[Stored data]

- Opening Delimiter -

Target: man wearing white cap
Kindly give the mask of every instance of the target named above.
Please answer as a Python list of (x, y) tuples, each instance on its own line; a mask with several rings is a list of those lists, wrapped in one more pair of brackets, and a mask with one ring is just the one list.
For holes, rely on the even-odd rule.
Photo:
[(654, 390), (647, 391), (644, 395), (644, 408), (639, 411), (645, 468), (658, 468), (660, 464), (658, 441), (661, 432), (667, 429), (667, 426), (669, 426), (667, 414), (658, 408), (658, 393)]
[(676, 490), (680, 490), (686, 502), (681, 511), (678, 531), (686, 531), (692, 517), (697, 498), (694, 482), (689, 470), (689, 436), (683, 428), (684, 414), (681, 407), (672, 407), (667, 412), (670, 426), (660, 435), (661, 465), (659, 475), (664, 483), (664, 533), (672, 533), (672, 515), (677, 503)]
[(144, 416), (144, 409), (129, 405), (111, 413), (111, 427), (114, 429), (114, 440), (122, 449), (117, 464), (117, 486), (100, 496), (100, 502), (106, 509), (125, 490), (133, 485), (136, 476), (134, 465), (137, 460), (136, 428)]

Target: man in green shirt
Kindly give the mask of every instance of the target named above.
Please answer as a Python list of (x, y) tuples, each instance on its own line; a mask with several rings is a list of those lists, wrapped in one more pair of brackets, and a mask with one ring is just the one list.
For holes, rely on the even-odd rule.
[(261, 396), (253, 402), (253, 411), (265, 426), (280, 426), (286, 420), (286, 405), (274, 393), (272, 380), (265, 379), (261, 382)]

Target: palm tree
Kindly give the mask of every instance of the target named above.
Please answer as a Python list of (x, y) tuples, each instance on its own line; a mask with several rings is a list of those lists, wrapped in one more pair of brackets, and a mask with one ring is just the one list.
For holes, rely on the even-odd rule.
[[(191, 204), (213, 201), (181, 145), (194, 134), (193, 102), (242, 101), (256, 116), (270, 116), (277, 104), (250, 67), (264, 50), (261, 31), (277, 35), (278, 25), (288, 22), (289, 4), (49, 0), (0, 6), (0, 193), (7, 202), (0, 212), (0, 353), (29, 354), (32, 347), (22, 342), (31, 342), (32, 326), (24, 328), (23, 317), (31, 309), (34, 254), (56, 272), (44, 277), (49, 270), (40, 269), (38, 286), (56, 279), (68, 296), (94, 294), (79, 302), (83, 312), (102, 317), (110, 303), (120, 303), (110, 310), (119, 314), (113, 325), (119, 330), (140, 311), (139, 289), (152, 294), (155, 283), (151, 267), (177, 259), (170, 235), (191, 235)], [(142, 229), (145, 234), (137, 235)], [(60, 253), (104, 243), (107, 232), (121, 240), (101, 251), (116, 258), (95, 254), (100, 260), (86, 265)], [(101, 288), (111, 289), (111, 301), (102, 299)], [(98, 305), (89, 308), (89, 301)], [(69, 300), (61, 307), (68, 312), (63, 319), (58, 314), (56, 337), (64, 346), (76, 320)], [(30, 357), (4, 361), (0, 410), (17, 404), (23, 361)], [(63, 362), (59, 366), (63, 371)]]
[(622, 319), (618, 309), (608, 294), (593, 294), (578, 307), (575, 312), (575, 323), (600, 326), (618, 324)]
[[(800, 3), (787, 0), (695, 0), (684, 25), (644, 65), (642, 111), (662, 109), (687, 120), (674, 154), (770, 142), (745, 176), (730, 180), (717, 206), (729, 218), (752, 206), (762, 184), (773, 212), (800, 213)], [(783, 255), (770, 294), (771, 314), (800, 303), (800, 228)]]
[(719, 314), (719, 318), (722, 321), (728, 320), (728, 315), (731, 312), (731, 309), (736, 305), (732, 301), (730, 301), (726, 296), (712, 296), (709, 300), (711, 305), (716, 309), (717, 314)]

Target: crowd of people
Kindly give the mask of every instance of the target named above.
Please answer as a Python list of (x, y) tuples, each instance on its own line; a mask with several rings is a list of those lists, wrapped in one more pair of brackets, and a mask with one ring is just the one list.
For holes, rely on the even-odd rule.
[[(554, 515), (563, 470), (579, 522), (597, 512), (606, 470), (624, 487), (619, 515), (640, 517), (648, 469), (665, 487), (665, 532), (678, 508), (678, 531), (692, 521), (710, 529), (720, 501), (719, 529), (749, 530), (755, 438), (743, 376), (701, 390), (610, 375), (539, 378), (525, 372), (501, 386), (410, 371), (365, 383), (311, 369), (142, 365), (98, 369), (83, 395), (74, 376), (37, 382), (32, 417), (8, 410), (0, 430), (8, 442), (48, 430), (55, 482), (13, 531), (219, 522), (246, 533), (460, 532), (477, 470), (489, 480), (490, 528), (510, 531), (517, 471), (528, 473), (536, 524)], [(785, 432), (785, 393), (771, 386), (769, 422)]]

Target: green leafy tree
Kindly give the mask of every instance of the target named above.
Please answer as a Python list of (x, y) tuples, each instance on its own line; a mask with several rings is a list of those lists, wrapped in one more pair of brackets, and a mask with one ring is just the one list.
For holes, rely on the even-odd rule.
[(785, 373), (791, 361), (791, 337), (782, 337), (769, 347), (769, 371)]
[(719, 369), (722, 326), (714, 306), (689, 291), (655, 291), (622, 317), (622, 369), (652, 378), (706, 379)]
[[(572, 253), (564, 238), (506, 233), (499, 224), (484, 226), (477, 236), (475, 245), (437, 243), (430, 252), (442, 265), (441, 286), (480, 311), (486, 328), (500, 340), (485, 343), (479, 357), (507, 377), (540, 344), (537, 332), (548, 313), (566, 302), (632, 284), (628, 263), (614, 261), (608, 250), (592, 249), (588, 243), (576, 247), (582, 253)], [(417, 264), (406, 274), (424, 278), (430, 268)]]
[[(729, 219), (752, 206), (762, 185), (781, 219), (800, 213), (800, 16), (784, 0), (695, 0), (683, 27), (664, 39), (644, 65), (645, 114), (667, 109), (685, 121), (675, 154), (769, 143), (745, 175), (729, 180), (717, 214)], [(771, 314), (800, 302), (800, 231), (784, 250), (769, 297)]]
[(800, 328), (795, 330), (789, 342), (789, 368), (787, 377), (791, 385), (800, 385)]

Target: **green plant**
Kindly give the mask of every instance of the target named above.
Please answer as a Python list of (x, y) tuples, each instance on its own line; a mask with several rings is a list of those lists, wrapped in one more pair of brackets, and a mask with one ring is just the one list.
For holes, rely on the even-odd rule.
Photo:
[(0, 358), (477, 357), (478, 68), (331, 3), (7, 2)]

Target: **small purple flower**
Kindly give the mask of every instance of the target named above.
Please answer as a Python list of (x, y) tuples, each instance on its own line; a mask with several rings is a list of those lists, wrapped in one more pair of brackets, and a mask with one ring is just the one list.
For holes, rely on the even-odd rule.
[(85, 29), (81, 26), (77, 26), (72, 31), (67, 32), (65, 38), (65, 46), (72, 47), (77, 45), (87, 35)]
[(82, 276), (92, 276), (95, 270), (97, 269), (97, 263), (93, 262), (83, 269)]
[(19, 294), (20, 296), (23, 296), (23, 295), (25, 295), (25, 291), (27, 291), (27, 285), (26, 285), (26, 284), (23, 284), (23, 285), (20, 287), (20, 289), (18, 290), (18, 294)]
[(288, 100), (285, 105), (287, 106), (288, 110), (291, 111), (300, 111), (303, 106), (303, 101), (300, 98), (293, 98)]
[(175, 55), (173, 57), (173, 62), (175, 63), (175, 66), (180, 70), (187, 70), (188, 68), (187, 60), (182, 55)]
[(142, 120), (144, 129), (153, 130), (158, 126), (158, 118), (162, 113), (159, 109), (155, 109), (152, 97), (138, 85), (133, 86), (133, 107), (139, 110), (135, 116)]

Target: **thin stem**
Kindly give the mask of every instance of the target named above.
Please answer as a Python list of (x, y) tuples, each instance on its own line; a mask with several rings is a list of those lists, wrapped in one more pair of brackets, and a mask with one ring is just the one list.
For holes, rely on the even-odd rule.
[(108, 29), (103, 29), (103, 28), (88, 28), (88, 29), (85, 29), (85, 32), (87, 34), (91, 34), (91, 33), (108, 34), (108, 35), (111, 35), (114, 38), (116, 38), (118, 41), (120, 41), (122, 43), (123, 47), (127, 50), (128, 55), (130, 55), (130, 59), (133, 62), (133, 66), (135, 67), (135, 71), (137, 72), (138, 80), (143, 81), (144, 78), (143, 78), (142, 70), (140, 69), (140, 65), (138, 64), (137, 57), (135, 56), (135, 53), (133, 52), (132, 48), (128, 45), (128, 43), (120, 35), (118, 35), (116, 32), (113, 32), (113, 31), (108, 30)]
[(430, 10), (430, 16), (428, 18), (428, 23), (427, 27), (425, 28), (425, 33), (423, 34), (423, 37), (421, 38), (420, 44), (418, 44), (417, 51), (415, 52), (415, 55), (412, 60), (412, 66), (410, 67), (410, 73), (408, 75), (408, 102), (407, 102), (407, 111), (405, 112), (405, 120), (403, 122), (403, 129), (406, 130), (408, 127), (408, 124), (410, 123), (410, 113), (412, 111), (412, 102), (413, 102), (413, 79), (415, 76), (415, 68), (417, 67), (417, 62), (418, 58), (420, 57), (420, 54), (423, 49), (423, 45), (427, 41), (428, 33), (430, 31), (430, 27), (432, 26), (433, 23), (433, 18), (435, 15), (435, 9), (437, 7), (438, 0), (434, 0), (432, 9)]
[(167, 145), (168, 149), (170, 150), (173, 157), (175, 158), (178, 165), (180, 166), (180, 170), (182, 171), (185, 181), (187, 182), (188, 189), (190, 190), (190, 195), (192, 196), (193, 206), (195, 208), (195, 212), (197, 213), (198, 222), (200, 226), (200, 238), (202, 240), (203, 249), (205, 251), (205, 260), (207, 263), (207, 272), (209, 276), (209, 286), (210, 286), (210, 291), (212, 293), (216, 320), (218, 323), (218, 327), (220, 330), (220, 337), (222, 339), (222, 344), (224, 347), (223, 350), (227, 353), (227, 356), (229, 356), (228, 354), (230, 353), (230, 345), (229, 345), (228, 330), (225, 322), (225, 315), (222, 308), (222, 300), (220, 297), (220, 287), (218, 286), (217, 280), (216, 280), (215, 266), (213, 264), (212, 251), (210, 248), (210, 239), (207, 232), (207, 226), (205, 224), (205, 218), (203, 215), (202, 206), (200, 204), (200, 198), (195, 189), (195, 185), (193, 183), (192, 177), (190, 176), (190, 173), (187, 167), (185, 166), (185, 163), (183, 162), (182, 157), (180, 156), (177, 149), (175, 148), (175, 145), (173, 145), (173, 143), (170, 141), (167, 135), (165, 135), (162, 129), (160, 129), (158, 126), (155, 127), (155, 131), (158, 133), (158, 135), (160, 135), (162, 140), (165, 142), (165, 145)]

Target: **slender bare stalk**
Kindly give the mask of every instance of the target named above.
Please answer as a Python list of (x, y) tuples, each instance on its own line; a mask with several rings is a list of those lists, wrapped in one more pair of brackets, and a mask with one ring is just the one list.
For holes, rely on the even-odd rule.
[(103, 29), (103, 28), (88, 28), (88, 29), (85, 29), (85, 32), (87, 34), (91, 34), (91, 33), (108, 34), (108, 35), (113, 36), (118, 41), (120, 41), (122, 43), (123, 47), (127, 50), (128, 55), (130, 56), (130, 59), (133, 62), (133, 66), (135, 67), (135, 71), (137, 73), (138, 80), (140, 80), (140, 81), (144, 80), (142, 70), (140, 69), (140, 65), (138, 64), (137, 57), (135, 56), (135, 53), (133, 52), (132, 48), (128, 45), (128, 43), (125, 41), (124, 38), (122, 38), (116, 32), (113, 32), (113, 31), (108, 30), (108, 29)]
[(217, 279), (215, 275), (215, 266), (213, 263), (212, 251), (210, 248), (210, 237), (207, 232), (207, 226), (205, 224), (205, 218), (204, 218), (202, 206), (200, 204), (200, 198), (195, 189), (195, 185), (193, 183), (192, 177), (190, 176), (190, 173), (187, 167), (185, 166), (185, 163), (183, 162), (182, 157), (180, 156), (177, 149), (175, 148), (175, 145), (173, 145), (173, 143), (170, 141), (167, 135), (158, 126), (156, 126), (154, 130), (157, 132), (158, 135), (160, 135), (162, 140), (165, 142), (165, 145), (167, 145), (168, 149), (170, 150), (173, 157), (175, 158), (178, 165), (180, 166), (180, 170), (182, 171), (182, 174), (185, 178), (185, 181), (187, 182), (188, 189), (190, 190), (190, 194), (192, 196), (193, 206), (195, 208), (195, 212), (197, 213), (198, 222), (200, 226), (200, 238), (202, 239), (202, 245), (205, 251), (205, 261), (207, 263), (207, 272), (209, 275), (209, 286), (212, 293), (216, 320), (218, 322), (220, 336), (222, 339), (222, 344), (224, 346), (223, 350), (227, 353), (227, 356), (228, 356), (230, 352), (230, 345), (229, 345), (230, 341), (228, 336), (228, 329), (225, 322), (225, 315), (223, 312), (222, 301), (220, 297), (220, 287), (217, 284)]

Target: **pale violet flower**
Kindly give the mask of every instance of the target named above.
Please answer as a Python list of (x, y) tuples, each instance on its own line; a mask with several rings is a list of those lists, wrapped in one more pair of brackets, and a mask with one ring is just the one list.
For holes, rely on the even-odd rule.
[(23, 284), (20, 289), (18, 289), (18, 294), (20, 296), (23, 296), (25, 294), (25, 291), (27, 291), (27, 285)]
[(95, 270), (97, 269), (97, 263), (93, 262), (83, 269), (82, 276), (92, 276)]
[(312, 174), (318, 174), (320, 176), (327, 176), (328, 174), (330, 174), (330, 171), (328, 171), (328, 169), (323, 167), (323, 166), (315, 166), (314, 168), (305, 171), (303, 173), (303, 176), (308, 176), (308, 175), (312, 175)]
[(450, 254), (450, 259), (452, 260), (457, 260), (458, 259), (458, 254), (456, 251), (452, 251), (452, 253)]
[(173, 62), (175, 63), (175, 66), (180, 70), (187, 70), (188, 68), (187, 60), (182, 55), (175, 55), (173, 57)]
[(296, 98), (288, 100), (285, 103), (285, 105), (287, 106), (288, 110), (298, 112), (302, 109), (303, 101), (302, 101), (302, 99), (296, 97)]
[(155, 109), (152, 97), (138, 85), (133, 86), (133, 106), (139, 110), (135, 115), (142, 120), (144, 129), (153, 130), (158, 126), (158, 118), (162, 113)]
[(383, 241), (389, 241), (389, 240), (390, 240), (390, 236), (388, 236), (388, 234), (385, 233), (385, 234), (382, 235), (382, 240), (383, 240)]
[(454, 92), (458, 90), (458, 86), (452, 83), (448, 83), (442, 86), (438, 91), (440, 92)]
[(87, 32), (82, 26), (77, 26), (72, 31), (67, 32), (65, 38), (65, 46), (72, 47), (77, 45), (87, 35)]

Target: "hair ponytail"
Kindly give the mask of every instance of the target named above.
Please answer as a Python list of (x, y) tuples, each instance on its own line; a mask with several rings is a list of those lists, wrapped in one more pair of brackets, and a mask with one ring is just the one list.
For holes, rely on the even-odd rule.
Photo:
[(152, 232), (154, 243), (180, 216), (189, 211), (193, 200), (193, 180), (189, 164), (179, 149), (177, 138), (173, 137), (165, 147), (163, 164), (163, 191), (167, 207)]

- Closing Delimiter -

# REQUIREMENT
Check each line in the records above for the word "green". Return those that have it.

# ANSWER SPACE
Target: man in green shirt
Target: green leafy tree
Target: **green plant**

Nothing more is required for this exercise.